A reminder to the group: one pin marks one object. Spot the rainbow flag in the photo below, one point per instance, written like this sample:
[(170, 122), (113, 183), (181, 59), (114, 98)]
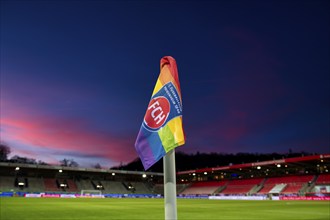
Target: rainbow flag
[(161, 130)]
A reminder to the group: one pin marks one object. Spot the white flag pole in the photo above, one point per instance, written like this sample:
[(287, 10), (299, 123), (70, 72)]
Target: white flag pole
[(170, 186)]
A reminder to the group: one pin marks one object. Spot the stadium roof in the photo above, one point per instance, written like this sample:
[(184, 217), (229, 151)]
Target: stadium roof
[(53, 169), (305, 164)]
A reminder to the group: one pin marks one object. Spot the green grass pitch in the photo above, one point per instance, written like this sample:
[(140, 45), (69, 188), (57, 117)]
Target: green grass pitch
[(144, 209)]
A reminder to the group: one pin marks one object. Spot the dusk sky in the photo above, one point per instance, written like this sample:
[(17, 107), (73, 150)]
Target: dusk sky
[(77, 76)]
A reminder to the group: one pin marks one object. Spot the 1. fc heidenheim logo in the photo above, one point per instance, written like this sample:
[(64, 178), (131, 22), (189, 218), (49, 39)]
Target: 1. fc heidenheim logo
[(158, 110)]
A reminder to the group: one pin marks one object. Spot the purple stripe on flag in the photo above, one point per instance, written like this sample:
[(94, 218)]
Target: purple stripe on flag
[(144, 150)]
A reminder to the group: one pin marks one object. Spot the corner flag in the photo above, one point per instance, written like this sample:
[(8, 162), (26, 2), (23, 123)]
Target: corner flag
[(161, 130)]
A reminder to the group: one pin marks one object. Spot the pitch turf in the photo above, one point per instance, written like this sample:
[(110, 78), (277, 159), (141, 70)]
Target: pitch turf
[(145, 209)]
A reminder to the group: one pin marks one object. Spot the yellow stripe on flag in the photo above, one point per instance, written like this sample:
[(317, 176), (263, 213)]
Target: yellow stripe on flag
[(175, 126)]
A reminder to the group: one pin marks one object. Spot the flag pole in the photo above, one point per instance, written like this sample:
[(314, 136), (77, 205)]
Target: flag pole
[(170, 186)]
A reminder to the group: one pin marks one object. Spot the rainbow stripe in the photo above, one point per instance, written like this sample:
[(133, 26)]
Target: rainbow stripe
[(161, 130)]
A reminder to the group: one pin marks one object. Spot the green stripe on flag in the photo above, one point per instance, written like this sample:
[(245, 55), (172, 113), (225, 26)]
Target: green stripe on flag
[(168, 141)]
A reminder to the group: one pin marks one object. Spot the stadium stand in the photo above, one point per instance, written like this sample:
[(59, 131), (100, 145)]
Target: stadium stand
[(72, 187), (286, 184), (84, 185), (204, 188), (323, 179), (7, 183), (50, 185), (35, 185), (241, 186)]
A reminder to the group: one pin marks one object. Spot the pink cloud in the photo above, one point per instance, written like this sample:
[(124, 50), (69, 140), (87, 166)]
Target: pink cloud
[(58, 134)]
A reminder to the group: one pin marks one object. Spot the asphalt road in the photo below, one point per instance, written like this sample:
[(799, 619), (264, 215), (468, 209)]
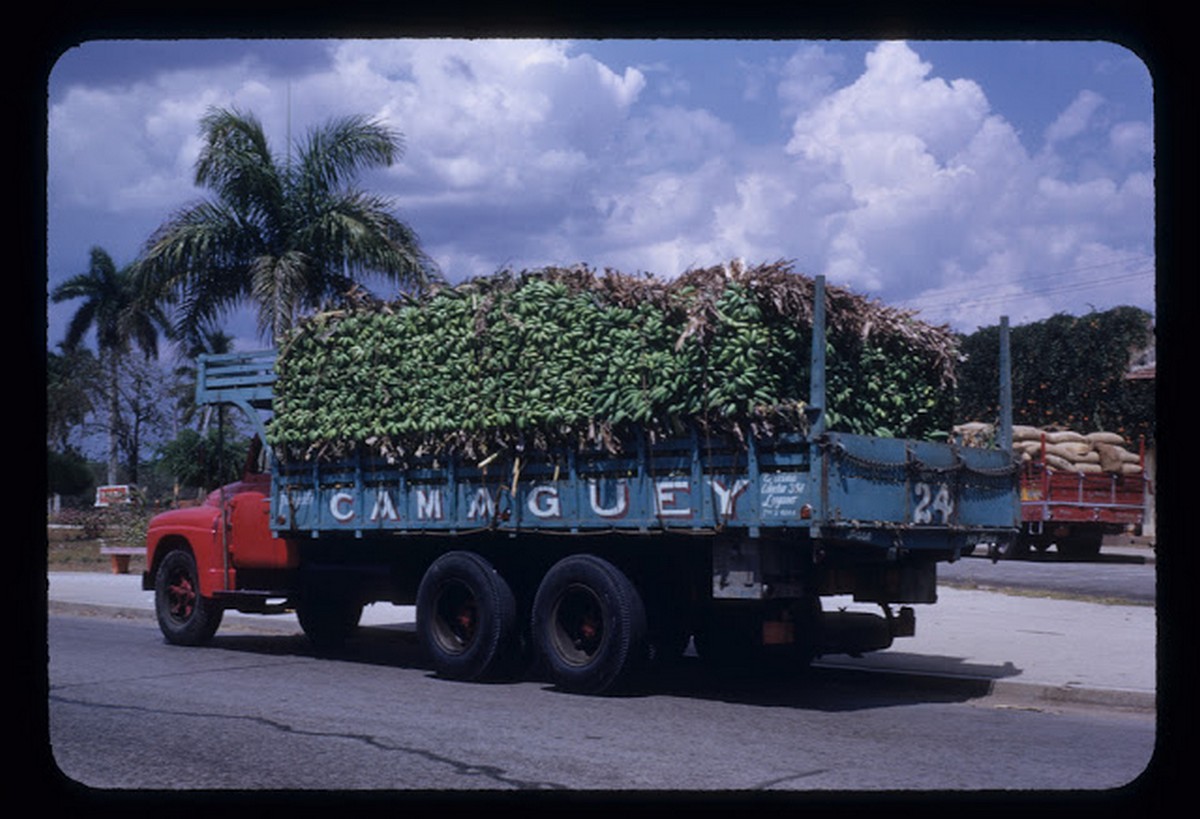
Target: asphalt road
[(261, 711), (1116, 577)]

== == ==

**Exercise details**: Show every line of the entries above where the word "below" occurs.

**Solution to this task**:
A reminder to the group: one pin marks one object. Spot the rainbow flag in the photo below, one point per instance, written like this sample:
A reminder to the group: one pin marks one object. Spot the asphalt road in the photo below, one point per instance, written like this sample:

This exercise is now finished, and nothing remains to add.